→ **PROMPT**
Return every one of the rows below without changing a single character, keeping each line as it appears.

* Start *

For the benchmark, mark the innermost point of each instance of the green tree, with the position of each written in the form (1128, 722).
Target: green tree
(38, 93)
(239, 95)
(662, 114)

* End *

→ **WRITTEN ANSWER**
For the benchmark, mark the innermost point of each instance of the green tree, with the position of each written in the form (1128, 722).
Target: green tree
(38, 93)
(239, 95)
(662, 114)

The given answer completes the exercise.